● SOURCE PASSAGE
────────────────────
Learn about the requirements for your entry, the assessment criteria and the prize.
Discuss and reflect upon the following extract from an interview with John Hick by the PBS-show Closer to Truth and draw upon examples from your own experience within your culture and from experiences at UWC. It could be written as a philosophical essay, or as a freer, personal reflection.
Interview:
Robert Lawrence Kuhn: John, I would desperately want all religions to be true, or even one religion to be true. It would give me some hope for the future, other than the bleak picture that my cosmologist friends offer me. But you see such contradictions between religions, that it is very tempting to just reject them all. It’s impossible for them all to be real and, therefore, how could any of them be real?
John Hick: Well, what are contradictory are their doctrines, their beliefs, aren’t they?
Robert Lawrence Kuhn: That seems to be pretty important.
John Hick: But what are their beliefs about? The general assumption is that they’re beliefs about Ultimate Reality.
Robert Lawrence Kuhn: Yes.
John Hick: But I would say they’re not. They’re beliefs about the way in which we are perceiving reality within our own tradition, and through the lens of our tradition. So, actually they don’t contradict one another, because they’re awarenesses of different things. One set of doctrines is a description of, let us say the Christian understanding of the Ultimate, and Islamic Doctrine is a description of the Islamic understanding of the Ultimate. They’re not different descriptions of the Ultimate in itself, but of the Ultimate as thought and experienced by us within our tradition.
Robert Lawrence Kuhn: Well, the only thing you can say they have in common is they all have an Ultimate.
John Hick: Right.
Robert Lawrence Kuhn: And that Ultimate is a Transcendent Ultimate beyond the physical world.
John Hick: Yes.
Robert Lawrence Kuhn: But that’s where you stop, because after that they are directly contradictory.
John Hick: Yes, well that’s correct, yes.
Robert Lawrence Kuhn: And that disturbs me, but doesn’t disturb you quite as much.
John Hick: Not quite as much, no. No, I mean I can put up with facts when I’m presented with them, and it is a fact that within different traditions, the Transcendent, the Ultimate, is very differently thought about and experienced. And why not? That’s OK.
(The extract is taken from the first 2 minutes and 20 seconds of the auto-generated transcript of this Youtube video from the channel of PBS series Closer to Truth. The transcript is shared with the expressed permission by Closer to Truth. We have taken away sounds of hesitation, like “uh” and “um” from the transcript.)
Read the assessment criteria and write a paper of no more than 1200 words.
────────────────────
(Dataset records)
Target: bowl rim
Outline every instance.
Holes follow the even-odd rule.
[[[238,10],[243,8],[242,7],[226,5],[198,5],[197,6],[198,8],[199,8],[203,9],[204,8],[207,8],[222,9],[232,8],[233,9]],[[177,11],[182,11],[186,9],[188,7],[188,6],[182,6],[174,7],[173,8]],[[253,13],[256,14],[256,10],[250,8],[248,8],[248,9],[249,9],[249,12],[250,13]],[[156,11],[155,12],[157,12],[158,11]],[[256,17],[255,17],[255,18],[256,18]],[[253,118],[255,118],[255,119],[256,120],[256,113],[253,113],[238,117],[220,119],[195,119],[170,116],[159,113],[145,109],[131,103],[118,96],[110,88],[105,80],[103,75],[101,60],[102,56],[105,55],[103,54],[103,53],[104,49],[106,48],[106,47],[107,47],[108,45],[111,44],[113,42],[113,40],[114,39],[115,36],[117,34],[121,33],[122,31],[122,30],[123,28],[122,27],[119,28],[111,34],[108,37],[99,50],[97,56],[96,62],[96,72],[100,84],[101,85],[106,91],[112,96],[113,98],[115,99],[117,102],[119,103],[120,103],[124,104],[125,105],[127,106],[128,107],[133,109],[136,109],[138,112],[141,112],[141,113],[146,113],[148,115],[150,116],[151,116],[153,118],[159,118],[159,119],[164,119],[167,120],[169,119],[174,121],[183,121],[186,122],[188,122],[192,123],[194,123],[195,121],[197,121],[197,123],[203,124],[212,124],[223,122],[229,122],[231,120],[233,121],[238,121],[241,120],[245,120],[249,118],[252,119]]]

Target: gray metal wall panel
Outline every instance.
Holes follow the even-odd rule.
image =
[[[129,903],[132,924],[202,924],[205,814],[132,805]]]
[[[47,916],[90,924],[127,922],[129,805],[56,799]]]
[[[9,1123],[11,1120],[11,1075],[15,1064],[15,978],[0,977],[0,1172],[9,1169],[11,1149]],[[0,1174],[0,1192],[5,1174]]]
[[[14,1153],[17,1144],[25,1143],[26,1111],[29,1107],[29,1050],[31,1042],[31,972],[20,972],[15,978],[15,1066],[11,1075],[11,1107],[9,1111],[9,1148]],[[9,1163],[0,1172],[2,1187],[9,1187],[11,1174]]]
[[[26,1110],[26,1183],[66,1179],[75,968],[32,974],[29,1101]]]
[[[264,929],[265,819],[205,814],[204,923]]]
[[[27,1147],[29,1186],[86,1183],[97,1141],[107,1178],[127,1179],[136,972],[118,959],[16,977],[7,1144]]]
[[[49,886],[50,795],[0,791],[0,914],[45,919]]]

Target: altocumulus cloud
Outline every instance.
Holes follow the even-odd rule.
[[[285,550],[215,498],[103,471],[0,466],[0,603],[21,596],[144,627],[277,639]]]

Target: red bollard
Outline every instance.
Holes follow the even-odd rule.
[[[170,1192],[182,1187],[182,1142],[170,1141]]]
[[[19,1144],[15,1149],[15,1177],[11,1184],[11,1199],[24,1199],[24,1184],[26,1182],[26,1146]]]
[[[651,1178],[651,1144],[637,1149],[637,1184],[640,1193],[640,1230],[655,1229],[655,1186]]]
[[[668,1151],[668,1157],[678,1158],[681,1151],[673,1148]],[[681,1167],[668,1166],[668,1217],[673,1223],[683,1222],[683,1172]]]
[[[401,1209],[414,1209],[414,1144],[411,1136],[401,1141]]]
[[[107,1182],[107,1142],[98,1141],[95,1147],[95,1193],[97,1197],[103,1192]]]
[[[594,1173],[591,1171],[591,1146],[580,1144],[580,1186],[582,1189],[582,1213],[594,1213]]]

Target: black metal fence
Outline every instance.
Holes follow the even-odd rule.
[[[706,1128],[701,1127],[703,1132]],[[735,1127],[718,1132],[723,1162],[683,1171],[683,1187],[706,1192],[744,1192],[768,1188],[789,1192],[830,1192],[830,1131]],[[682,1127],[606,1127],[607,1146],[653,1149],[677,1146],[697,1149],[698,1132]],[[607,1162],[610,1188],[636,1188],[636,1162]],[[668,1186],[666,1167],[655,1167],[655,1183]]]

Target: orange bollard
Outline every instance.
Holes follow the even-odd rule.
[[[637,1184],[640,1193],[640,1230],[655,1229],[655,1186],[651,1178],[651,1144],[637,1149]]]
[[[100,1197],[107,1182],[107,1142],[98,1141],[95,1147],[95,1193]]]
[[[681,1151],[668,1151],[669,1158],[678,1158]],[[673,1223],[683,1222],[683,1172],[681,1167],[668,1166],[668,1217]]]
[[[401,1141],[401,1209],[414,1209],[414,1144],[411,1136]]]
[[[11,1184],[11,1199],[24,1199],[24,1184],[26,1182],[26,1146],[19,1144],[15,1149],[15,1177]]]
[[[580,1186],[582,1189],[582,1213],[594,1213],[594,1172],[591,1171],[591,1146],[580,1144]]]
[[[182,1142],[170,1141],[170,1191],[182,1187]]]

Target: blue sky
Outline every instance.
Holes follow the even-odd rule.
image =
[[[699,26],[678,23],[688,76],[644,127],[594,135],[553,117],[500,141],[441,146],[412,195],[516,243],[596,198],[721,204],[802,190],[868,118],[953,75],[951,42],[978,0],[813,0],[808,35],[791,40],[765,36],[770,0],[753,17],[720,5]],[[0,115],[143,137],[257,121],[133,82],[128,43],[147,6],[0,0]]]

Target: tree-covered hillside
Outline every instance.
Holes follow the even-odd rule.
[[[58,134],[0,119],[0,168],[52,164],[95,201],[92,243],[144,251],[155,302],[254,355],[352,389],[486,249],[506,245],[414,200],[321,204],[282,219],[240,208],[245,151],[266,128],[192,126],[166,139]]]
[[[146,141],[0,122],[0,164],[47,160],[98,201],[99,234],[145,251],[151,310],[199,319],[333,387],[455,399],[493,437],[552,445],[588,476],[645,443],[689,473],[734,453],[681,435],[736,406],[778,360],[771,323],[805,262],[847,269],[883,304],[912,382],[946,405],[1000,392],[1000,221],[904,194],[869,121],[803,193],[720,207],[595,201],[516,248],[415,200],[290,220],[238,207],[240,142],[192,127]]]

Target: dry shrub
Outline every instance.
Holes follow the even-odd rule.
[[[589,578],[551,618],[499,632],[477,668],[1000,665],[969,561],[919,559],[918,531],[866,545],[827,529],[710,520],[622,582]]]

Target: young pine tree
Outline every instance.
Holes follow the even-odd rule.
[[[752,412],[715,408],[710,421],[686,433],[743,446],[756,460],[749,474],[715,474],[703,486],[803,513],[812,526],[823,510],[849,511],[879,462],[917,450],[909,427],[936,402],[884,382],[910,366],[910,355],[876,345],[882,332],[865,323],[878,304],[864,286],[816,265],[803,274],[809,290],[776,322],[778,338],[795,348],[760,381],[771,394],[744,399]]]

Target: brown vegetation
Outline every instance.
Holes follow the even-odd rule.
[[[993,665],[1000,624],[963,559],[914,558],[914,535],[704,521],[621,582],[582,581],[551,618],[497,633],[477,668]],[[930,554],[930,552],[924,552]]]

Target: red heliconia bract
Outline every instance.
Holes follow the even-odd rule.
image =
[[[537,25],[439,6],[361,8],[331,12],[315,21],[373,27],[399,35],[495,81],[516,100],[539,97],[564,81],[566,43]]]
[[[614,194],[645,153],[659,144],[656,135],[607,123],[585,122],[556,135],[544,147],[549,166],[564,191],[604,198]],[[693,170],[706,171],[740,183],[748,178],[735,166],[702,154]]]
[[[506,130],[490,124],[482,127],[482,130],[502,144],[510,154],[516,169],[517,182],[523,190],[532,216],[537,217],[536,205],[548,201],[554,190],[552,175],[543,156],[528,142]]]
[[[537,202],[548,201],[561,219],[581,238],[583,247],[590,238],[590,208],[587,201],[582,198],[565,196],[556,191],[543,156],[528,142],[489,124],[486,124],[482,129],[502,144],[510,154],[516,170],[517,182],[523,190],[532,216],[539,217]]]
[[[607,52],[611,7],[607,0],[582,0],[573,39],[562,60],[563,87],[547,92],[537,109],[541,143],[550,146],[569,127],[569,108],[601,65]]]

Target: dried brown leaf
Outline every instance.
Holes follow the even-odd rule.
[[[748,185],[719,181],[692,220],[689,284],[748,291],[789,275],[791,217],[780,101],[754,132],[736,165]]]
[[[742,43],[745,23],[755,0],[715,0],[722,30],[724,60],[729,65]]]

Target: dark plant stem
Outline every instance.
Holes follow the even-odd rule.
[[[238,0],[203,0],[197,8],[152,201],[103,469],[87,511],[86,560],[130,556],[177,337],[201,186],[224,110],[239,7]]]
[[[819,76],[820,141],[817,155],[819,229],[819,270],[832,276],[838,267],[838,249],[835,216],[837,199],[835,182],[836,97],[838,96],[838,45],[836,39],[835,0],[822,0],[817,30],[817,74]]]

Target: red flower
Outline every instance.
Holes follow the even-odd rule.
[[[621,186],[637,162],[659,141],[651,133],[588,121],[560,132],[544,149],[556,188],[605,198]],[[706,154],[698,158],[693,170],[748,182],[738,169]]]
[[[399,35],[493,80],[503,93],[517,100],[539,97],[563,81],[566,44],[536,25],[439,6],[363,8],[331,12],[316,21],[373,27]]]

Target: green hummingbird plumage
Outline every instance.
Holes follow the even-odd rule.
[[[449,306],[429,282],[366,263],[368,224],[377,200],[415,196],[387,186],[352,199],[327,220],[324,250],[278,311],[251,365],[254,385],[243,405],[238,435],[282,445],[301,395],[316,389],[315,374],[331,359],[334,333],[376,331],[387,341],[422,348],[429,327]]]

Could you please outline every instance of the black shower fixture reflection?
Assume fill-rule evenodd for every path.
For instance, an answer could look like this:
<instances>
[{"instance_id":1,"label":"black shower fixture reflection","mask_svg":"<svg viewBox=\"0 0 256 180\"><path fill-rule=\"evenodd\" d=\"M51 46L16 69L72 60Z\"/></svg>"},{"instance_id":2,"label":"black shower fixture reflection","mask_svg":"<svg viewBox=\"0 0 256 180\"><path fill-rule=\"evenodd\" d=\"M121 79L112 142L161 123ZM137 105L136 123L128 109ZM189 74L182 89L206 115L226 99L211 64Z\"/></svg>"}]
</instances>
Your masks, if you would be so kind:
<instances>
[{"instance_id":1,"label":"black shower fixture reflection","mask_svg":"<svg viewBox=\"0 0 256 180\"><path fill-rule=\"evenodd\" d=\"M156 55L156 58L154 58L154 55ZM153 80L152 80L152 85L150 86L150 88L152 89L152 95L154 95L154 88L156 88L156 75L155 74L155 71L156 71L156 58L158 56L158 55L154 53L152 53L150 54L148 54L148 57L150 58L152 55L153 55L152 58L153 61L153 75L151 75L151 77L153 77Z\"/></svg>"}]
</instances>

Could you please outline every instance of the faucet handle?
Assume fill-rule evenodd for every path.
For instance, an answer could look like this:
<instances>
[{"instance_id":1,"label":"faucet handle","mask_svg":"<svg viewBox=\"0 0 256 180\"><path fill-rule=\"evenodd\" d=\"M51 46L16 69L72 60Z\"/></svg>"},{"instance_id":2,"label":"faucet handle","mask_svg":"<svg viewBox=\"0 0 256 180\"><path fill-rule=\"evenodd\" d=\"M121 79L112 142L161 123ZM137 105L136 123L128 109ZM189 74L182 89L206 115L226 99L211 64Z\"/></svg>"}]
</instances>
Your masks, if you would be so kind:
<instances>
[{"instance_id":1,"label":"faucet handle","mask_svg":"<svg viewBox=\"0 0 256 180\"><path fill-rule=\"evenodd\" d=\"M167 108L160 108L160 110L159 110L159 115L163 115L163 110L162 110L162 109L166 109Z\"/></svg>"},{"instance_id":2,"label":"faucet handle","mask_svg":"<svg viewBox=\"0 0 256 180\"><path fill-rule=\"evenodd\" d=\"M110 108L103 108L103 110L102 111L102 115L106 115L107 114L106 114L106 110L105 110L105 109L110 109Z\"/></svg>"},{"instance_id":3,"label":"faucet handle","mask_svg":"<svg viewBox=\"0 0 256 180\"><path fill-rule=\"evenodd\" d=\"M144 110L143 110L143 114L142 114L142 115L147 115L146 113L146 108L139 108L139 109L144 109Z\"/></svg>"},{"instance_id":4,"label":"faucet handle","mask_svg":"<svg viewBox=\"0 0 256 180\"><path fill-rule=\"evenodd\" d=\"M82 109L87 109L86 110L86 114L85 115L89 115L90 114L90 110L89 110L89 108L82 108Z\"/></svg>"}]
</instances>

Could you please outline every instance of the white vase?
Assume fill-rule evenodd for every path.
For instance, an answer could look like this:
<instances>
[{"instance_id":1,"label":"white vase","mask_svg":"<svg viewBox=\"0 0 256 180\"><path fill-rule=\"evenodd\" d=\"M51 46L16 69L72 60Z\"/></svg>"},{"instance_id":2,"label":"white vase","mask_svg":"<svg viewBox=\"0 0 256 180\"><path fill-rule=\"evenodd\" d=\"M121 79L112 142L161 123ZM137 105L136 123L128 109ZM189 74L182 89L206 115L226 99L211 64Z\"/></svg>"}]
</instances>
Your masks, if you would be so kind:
────────────────────
● TASK SET
**A)** According to the essay prompt, why does John Hick say the doctrines of different religions do not actually contradict one another? Answer in one to three sentences.
**B)** Echo the essay prompt from "John Hick: Yes, well" up to and including "than 1200 words.".
**C)** Give what follows the last sentence of the essay prompt, continuing it from that point.
None of this material is needed.

● ANSWERS FOR THIS EXERCISE
**A)** Hick says religious doctrines are not descriptions of the Ultimate in itself but of how the Ultimate is thought about and experienced within a particular tradition. Because each set of doctrines describes a different tradition's understanding, they are awarenesses of different things and so do not contradict one another.

**B)**
John Hick: Yes, well that’s correct, yes.
Robert Lawrence Kuhn: And that disturbs me, but doesn’t disturb you quite as much.
John Hick: Not quite as much, no. No, I mean I can put up with facts when I’m presented with them, and it is a fact that within different traditions, the Transcendent, the Ultimate, is very differently thought about and experienced. And why not? That’s OK.
(The extract is taken from the first 2 minutes and 20 seconds of the auto-generated transcript of this Youtube video from the channel of PBS series Closer to Truth. The transcript is shared with the expressed permission by Closer to Truth. We have taken away sounds of hesitation, like “uh” and “um” from the transcript.)
Read the assessment criteria and write a paper of no more than 1200 words.

**C)**
Use the following support questions to help organizing your essay:
Do you agree with what Hick states in the quote? Justify your answer. You are expected to argue for your opinions and your conclusions.
To what extent does the quote relate to your experiences in a multicultural and multireligious community at UWC?
Do you think it’s beneficial to use Hick’s approach to differences in religion in discussions about different beliefs in a UWC-context and beyond? If so, how?
To be able to meaningfully engage with Hick’s ideas you should do some research on (and make sure that you understand) the following concepts and ideas:
The Real (his name for Ultimate Reality/what some people call God).
Religious pluralism (as in all major world religions being valid paths to salvation).
The difference between the Real in itself (an sich) and the Real as experienced.
Although you are not expected to write a full-fledged philosophical analysis, you are expected to engage with the ideas of Hick and develop a response to his ideas, as well as reflecting on your own UWC-experience.
Submit your entry via the Google Form on the site of the competition. Your submission needs to be in by the 25th of March, 2025.
The prize money (250 USD) will have to be sent to an account that can receive it in the currency of USD. Please make sure that either you or your parents can receive it.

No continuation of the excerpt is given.